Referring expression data
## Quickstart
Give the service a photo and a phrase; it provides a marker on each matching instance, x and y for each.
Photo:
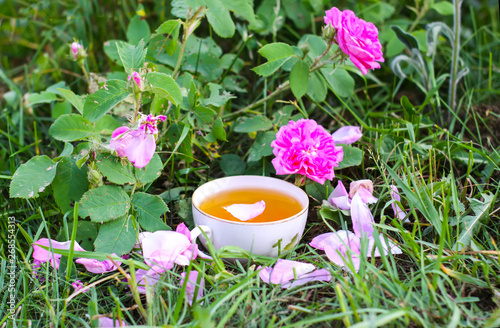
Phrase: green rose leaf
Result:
(70, 183)
(70, 96)
(262, 146)
(252, 124)
(149, 209)
(299, 78)
(352, 157)
(165, 86)
(108, 96)
(276, 54)
(32, 177)
(117, 236)
(138, 30)
(104, 203)
(150, 172)
(114, 169)
(232, 164)
(132, 57)
(71, 127)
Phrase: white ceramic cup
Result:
(259, 238)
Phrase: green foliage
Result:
(32, 177)
(227, 75)
(149, 210)
(108, 96)
(71, 127)
(116, 237)
(104, 203)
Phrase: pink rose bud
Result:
(137, 79)
(77, 51)
(356, 38)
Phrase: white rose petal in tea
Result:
(245, 212)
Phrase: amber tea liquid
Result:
(278, 206)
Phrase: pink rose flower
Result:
(137, 145)
(306, 148)
(290, 274)
(75, 47)
(356, 38)
(137, 79)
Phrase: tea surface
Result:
(278, 206)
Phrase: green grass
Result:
(446, 170)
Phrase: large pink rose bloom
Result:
(306, 148)
(137, 145)
(356, 38)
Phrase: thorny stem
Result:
(456, 52)
(282, 88)
(82, 64)
(137, 103)
(187, 32)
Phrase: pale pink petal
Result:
(319, 241)
(181, 228)
(110, 323)
(316, 275)
(286, 270)
(120, 140)
(162, 248)
(362, 218)
(355, 185)
(389, 247)
(341, 247)
(141, 148)
(398, 212)
(77, 285)
(146, 278)
(265, 274)
(245, 212)
(96, 266)
(340, 198)
(41, 255)
(347, 135)
(192, 285)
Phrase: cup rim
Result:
(305, 209)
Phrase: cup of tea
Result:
(277, 229)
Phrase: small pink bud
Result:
(137, 79)
(75, 47)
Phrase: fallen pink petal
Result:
(361, 216)
(245, 212)
(41, 255)
(347, 135)
(398, 212)
(192, 285)
(292, 274)
(146, 279)
(110, 323)
(77, 285)
(96, 266)
(163, 249)
(340, 198)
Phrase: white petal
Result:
(245, 212)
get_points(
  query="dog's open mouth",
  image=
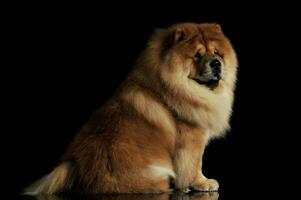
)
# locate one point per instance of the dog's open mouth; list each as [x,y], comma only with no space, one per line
[212,83]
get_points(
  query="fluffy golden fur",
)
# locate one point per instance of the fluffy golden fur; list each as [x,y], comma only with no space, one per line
[155,128]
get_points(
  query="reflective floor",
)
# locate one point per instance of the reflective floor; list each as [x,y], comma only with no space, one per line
[173,196]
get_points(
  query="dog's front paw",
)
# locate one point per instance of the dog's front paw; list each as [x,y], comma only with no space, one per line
[208,185]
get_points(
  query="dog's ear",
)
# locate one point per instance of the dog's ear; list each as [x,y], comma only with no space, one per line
[173,37]
[218,28]
[178,35]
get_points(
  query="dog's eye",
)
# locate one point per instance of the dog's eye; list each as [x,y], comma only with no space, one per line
[218,53]
[198,56]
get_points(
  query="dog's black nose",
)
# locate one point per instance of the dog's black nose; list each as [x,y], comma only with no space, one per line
[216,66]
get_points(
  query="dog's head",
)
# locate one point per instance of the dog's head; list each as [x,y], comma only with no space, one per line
[195,53]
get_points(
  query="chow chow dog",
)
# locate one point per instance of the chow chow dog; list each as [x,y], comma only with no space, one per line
[152,132]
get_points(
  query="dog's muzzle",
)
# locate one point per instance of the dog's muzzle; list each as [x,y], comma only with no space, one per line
[216,68]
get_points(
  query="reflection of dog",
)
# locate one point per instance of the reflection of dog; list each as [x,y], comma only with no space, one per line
[156,126]
[165,196]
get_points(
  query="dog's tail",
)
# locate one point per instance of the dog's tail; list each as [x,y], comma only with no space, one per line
[59,180]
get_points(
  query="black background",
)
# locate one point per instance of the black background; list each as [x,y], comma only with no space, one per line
[64,61]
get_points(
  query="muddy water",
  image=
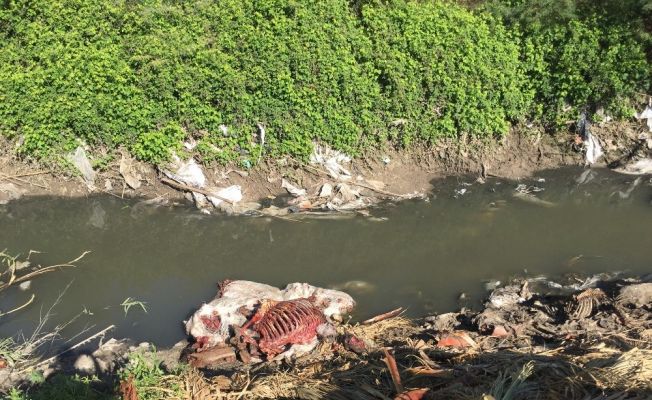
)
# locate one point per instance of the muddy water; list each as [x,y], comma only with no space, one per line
[420,254]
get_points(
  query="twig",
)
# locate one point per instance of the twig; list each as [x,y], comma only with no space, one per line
[244,389]
[393,370]
[19,180]
[40,271]
[24,175]
[384,316]
[20,307]
[386,193]
[181,186]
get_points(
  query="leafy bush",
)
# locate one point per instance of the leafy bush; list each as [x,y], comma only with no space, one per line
[579,54]
[157,146]
[444,70]
[145,75]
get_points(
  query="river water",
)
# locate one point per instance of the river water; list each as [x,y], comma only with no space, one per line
[418,254]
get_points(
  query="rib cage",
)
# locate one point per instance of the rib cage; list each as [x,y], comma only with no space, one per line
[288,322]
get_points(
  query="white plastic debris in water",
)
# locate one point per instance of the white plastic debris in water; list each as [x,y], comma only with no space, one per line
[80,161]
[127,170]
[190,144]
[593,149]
[261,139]
[646,115]
[232,193]
[587,176]
[293,190]
[188,172]
[213,323]
[639,167]
[331,160]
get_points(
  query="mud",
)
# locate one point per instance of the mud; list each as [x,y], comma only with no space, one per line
[516,155]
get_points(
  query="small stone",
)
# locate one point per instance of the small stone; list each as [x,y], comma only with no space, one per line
[85,364]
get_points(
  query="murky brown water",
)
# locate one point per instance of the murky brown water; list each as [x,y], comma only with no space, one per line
[421,255]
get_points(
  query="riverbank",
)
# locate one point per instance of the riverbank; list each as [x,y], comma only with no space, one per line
[383,174]
[568,338]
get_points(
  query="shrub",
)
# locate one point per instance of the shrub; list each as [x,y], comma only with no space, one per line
[146,74]
[445,70]
[157,146]
[579,54]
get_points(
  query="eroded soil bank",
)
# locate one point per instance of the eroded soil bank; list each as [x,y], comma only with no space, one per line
[517,155]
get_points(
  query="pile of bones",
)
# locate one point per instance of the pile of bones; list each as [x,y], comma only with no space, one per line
[264,322]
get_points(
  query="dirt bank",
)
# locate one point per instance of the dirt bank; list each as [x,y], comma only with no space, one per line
[519,154]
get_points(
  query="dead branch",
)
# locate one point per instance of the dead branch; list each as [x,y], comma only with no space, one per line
[390,361]
[384,316]
[186,188]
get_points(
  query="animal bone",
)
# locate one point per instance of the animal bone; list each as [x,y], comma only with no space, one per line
[286,323]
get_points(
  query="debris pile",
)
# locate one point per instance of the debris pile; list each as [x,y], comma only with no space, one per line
[187,175]
[339,189]
[534,338]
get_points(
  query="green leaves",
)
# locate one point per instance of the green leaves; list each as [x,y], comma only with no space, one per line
[147,75]
[444,70]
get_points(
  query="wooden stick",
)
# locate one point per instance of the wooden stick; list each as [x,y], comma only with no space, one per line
[382,317]
[15,178]
[393,370]
[181,186]
[20,307]
[23,175]
[386,193]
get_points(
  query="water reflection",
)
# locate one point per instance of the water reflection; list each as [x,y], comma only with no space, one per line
[422,255]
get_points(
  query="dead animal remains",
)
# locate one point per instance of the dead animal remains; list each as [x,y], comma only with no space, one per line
[263,322]
[282,324]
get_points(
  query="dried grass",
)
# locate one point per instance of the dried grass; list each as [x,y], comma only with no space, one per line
[508,374]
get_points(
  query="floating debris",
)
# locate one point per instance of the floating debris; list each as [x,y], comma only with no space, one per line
[331,160]
[264,321]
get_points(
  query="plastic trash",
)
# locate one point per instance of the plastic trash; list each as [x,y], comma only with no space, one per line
[326,190]
[293,190]
[80,161]
[187,172]
[639,167]
[331,160]
[127,170]
[232,193]
[593,149]
[646,115]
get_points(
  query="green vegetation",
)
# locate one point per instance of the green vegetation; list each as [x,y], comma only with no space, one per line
[579,54]
[147,75]
[64,387]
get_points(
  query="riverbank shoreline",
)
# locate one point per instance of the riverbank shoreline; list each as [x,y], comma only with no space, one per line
[382,175]
[402,172]
[565,338]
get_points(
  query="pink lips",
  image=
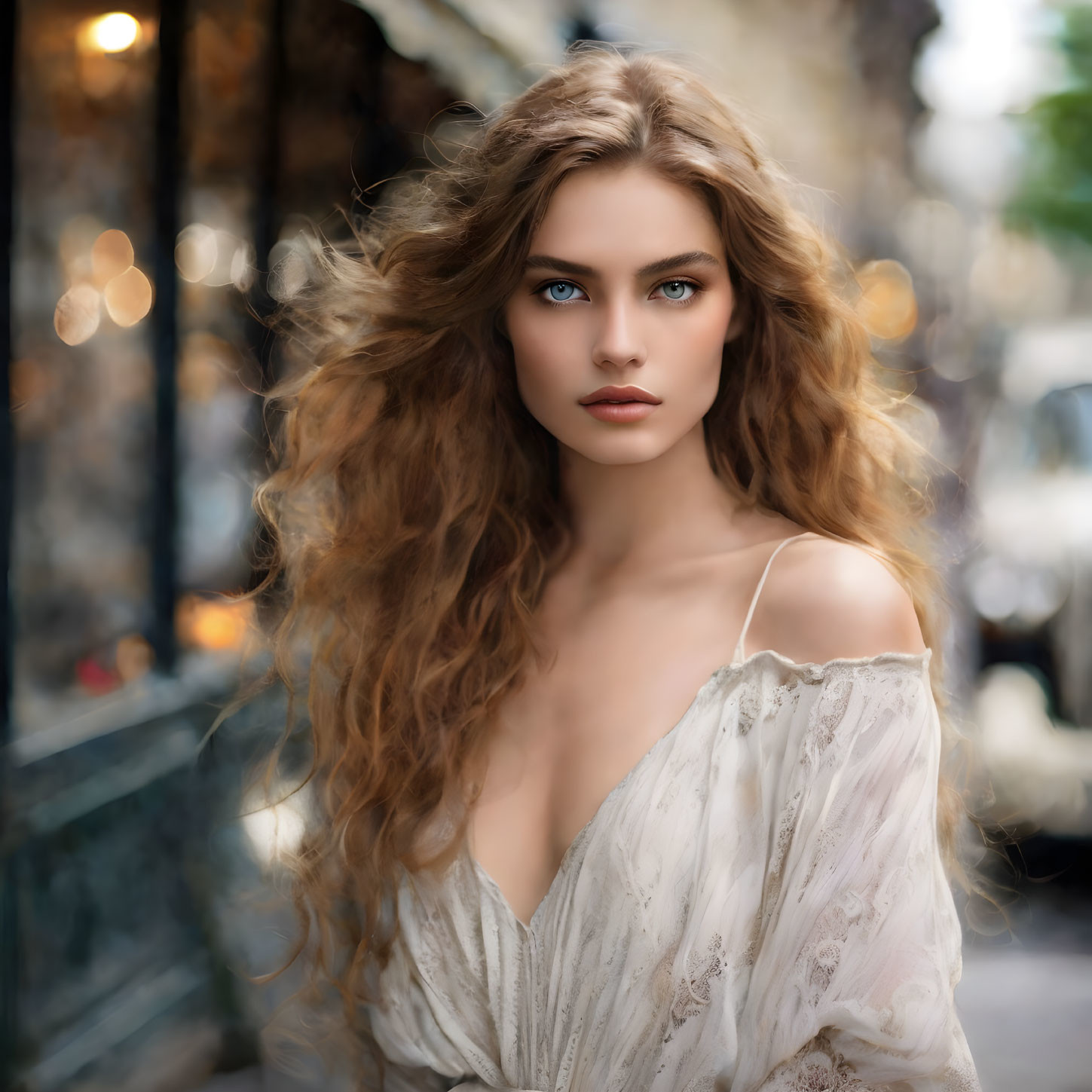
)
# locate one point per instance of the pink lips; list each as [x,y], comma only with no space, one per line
[620,411]
[619,394]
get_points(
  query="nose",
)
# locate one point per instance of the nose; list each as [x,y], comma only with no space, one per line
[618,338]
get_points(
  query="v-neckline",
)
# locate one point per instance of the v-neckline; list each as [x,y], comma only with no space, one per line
[586,830]
[719,675]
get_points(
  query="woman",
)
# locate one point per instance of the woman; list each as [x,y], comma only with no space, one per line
[592,448]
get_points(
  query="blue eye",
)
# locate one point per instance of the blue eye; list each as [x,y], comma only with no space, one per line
[671,287]
[561,291]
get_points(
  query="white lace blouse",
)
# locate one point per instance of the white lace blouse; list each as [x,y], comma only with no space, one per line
[759,904]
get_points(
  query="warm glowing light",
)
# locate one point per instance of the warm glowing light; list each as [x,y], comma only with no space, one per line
[75,318]
[887,304]
[208,624]
[114,33]
[128,297]
[196,252]
[112,253]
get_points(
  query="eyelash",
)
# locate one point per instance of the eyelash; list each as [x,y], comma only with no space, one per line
[671,280]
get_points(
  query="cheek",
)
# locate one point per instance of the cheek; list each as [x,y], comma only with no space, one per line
[540,350]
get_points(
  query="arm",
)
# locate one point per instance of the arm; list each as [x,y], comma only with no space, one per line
[860,948]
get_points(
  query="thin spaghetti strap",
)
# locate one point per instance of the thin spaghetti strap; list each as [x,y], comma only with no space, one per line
[739,656]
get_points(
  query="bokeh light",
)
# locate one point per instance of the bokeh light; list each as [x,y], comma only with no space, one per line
[77,315]
[887,304]
[112,253]
[112,33]
[196,252]
[208,624]
[128,297]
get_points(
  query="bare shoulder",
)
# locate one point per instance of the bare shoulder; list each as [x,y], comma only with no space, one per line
[826,600]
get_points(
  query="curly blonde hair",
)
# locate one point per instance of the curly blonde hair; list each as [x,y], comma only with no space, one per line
[414,509]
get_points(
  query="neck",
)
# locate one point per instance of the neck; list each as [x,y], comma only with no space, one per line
[647,515]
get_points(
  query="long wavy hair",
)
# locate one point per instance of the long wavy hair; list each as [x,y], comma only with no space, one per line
[413,512]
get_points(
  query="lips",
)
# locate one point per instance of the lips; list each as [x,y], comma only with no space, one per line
[619,394]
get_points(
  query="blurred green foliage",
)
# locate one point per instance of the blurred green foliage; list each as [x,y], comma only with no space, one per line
[1055,194]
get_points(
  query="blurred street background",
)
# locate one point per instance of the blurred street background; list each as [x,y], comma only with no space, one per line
[156,167]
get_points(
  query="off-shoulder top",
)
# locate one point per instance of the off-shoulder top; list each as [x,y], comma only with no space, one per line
[759,904]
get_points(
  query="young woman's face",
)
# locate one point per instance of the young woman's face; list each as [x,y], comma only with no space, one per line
[626,285]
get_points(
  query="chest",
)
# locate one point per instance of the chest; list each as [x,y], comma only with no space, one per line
[620,678]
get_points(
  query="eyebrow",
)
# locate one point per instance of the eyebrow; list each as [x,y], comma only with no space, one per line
[661,265]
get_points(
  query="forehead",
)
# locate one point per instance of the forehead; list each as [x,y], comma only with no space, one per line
[625,211]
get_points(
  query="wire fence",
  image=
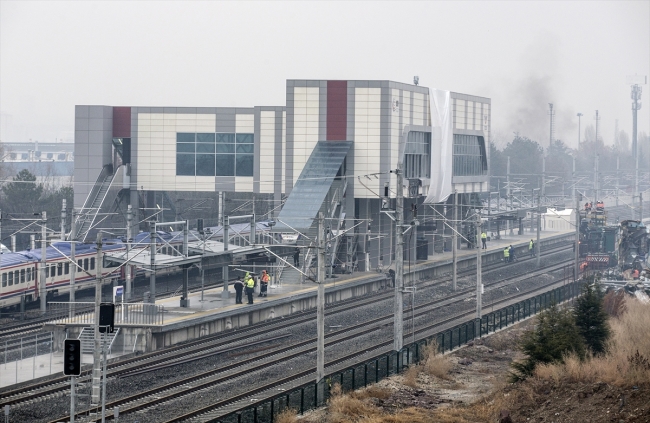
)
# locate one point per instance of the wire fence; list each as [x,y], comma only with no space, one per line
[313,395]
[126,314]
[26,358]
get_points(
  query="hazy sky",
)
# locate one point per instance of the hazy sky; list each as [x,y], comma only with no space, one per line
[521,54]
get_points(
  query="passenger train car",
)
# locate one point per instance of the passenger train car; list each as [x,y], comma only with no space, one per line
[20,274]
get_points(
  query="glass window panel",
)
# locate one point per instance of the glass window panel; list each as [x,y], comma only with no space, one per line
[244,165]
[226,148]
[245,139]
[205,164]
[185,164]
[205,148]
[226,165]
[226,138]
[245,148]
[205,138]
[185,148]
[185,137]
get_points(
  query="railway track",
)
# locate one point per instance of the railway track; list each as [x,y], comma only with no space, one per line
[219,341]
[190,385]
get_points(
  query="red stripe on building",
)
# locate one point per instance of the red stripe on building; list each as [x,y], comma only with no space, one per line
[121,122]
[337,110]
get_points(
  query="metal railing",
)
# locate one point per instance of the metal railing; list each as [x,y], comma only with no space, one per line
[127,314]
[306,397]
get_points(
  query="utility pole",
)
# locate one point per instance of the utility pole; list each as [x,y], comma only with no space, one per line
[596,187]
[73,265]
[508,192]
[97,368]
[618,175]
[63,217]
[454,245]
[398,324]
[543,176]
[152,263]
[225,294]
[129,223]
[551,113]
[43,284]
[573,179]
[539,226]
[320,307]
[479,270]
[576,270]
[579,116]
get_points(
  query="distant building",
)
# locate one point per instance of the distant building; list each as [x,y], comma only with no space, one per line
[52,163]
[330,148]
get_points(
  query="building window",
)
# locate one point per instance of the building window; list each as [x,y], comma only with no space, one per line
[215,154]
[470,158]
[417,155]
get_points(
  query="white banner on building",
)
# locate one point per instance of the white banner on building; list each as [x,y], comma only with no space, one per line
[442,144]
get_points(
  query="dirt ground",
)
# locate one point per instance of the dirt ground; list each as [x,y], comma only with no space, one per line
[476,389]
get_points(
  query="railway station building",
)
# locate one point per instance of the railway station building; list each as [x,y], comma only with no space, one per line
[330,148]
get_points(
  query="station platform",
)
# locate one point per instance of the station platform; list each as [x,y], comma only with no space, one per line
[216,314]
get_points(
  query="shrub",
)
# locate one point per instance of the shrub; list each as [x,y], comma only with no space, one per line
[554,336]
[591,318]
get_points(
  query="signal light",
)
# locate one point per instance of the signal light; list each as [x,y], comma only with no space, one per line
[72,357]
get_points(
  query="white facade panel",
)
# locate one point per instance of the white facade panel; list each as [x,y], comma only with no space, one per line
[267,151]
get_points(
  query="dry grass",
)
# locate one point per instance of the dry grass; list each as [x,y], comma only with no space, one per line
[484,410]
[614,303]
[627,357]
[411,376]
[434,363]
[287,416]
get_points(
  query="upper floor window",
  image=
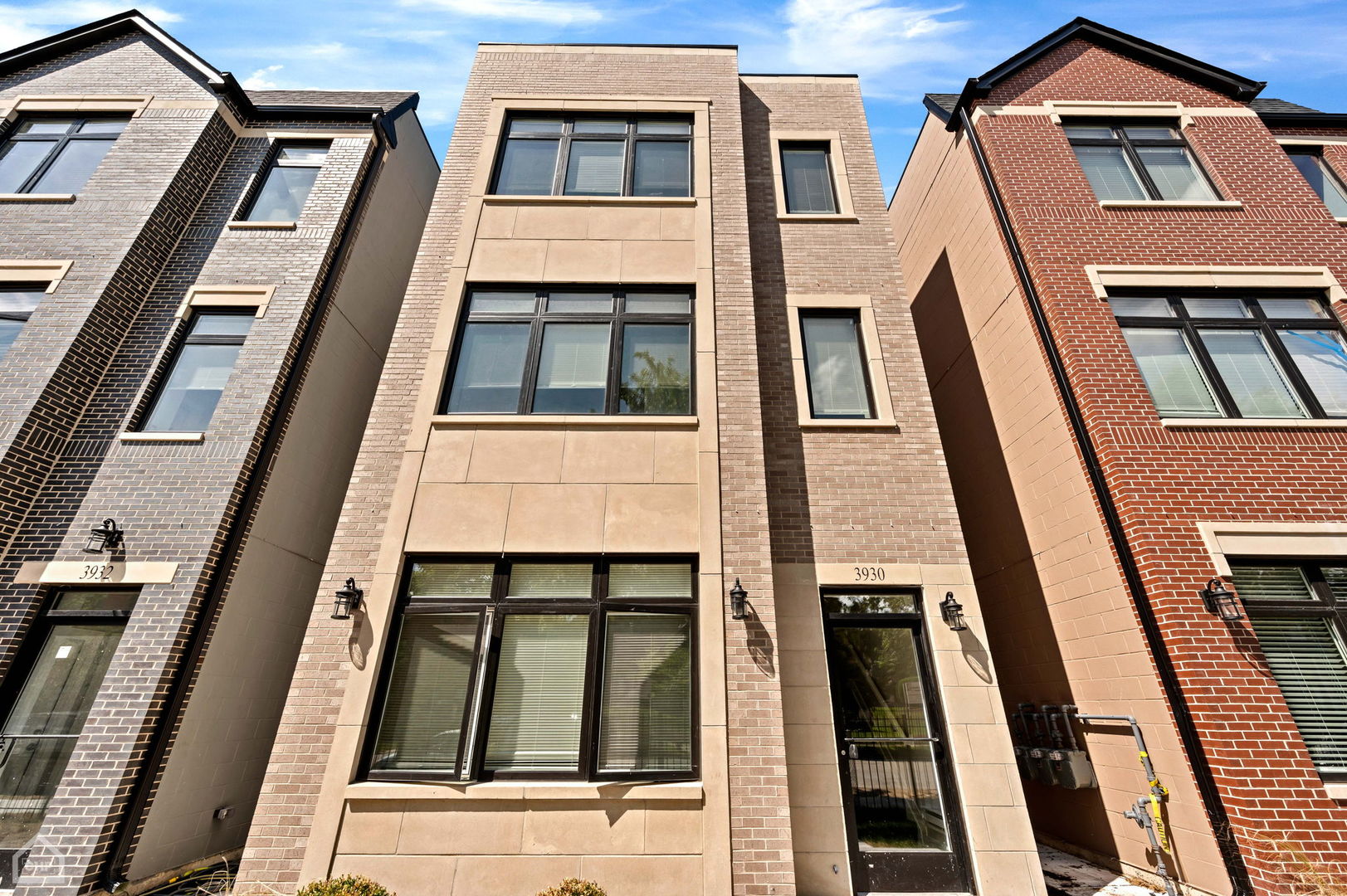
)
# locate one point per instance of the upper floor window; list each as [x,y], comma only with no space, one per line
[56,155]
[289,179]
[200,369]
[597,157]
[1310,163]
[807,178]
[17,304]
[1139,162]
[1299,612]
[555,669]
[574,351]
[1238,358]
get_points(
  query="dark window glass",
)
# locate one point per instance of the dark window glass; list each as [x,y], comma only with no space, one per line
[1310,163]
[574,352]
[834,365]
[286,186]
[17,304]
[190,391]
[807,178]
[1139,162]
[1237,356]
[525,669]
[596,157]
[56,155]
[1299,612]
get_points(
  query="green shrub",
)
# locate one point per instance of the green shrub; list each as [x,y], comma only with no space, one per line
[344,885]
[573,887]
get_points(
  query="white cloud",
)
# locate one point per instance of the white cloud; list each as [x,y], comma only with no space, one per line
[549,11]
[259,79]
[28,23]
[866,37]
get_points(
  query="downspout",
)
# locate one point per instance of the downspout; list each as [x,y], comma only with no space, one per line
[114,874]
[1208,788]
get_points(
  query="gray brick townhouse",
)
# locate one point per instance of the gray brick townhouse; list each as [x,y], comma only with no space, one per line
[198,286]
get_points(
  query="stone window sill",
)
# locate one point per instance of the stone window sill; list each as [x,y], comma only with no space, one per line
[559,419]
[527,790]
[1250,423]
[261,226]
[162,437]
[1171,204]
[496,198]
[37,197]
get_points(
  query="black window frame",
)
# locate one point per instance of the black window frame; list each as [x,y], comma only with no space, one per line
[617,319]
[564,147]
[1129,149]
[826,149]
[60,142]
[854,315]
[1258,321]
[1325,606]
[274,162]
[477,717]
[181,340]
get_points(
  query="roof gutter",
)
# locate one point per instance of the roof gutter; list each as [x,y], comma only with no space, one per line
[144,775]
[1217,816]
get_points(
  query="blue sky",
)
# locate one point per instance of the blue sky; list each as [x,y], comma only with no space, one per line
[900,51]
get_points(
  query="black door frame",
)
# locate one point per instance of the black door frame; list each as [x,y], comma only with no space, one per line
[959,879]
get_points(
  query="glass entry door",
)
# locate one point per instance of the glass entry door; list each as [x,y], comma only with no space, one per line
[54,684]
[903,820]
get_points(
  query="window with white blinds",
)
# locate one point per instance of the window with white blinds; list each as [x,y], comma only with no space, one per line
[581,351]
[540,669]
[596,157]
[1299,613]
[1237,356]
[1139,162]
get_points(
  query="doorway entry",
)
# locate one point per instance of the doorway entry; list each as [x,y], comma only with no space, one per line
[903,816]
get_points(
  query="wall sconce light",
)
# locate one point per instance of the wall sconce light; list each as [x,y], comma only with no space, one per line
[739,601]
[348,600]
[1221,602]
[105,537]
[951,612]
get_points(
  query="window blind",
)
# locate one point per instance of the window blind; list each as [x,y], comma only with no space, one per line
[647,708]
[423,713]
[1308,660]
[539,694]
[1171,373]
[1249,373]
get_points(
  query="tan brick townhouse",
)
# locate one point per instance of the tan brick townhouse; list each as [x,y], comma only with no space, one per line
[661,578]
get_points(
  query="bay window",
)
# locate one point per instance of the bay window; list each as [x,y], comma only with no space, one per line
[540,669]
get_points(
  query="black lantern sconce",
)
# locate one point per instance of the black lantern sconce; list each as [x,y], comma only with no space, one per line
[105,537]
[348,600]
[739,601]
[1221,602]
[951,612]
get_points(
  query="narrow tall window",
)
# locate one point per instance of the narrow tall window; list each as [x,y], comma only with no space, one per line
[17,304]
[836,367]
[1239,356]
[1299,612]
[574,352]
[530,669]
[56,155]
[1310,162]
[807,178]
[596,157]
[1139,162]
[192,388]
[289,179]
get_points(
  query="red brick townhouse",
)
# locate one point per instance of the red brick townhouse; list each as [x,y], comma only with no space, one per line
[1126,279]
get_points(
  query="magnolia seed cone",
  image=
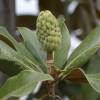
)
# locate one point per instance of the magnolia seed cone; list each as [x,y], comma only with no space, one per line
[48,31]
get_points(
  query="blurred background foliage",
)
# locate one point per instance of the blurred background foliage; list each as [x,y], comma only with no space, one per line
[81,16]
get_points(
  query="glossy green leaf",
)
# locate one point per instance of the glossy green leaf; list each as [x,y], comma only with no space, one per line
[22,84]
[60,56]
[87,48]
[93,65]
[19,46]
[10,68]
[33,45]
[9,54]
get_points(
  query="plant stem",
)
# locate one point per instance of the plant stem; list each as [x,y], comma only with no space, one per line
[51,84]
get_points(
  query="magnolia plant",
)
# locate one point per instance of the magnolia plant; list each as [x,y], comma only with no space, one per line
[42,55]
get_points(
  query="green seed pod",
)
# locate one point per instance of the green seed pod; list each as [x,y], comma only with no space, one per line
[48,31]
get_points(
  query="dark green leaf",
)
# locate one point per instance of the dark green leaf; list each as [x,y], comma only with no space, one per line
[33,45]
[87,48]
[22,84]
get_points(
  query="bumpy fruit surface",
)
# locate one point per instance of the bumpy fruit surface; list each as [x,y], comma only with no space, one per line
[48,31]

* Your task
All that is wanted is the number of lines in the records that include the string "petal".

* Answer section
4